Exercices:
1. Dans l'extrait sur le corps, à quoi le bassin est-il comparé ?
2. Selon l'extrait sur le corps, pourquoi faut-il se reposer sur le bassin plutôt que sur les épaules ? Répondez en une à trois phrases.

Extrait du texte:

┄┄┄┄┄┄

Je ne voudrais pas ici détailler toutes les composantes du corps. À titre indicatif, j'évoquerai la colonne vertébrale, le bassin, les pieds et les mains.
La colonne vertébrale joue un rôle très important. En extension, de bas en haut, dans une verticale, elle relie la base du corps à la tête et, au-delà, la terre et le ciel. Elle va permettre le redressement de notre personne pour s'opposer à une sorte d'affaissement de notre être, toujours préjudiciable à notre dignité humaine et spirituelle. Surtout elle va recréer les liens entre la pensée et le cœur, les émotions et le calme intérieur. Elle va étendre, assouplir cette nuque si raide qui empêche l'homme d'écouter, comme l'enseigne la Bible[3]. Alors que le bas du dos a tendance à se relâcher, elle va mettre le bassin en place. […]
Le bassin lui aussi va jouer son rôle de centre vital et de développement spirituel. Il se présente comme une coupe capable d'accueillir et de donner[4]. Nous nous tenons trop au niveau des épaules, alors qu'elles sont si fragiles et ne servent qu'à l'articulation nécessaire de nos bras mais certainement pas à porter. Au contraire le bassin est très solide, en lui je peux me reposer. Nous avons une expression : « J'en ai plein le dos. » Elle est très significative du fait que nous prenons trop sur nous et que nous ne savons pas accueillir au niveau du bassin tout ce qui nous arrive.
Comme nous le verrons plus loin, le bassin est aussi un centre de transformation. C'est là où je suis né, c'est là où je reçois encore la vie, l'énergie, et donc où je renais. Or malheureusement, notre éducation nous a appris à dédaigner ce qui se passe en dessous de la taille et à nous persuader que tout notre côté instinctuel ne peut être que bestial et donc s'opposer à la vie spirituelle. Pourtant, ne fait-il pas partie intégrante de l'homme ? N'est-il pas appelé lui aussi à se spiritualiser ? Aussi est-il très important de faire vivre ce bassin.
Quant aux mains et aux pieds, dans la posture zazen en lotus ou en semi-lotus, ils sont tournés vers le ciel, en état de réceptivité. La position des mains, la main gauche sur la main droite, prolonge l'action du bassin. La main droite étant la plus active reçoit la main gauche plus proche de l'inconscient. Les pouces, en contact, relient la gauche et la droite de notre personne, etc.

┄┄┄┄┄┄

Matériel fourni:
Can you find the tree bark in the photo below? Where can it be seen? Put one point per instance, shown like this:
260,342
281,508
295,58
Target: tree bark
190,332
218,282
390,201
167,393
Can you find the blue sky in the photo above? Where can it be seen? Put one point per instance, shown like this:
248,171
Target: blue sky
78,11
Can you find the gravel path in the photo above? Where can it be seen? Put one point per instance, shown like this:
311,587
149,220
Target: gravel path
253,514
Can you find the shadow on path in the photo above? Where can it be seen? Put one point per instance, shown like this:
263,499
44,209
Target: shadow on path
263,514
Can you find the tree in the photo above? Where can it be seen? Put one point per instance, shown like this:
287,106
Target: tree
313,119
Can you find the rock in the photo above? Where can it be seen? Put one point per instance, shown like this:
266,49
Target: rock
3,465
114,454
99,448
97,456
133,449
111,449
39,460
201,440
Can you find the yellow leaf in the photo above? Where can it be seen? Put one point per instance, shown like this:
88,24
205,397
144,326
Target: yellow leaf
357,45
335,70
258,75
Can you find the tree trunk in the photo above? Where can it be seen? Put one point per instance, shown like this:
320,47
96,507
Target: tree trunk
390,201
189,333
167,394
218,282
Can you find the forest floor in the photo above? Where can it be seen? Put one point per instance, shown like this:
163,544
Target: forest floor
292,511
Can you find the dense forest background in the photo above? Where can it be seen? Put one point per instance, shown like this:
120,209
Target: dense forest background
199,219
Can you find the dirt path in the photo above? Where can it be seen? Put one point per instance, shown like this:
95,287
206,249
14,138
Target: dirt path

┄┄┄┄┄┄

Réponses attendues:
1. À une coupe capable d'accueillir et de donner.

2. Les épaules sont fragiles et ne servent qu'à l'articulation des bras, certainement pas à porter. Le bassin, au contraire, est très solide, et l'on peut se reposer en lui.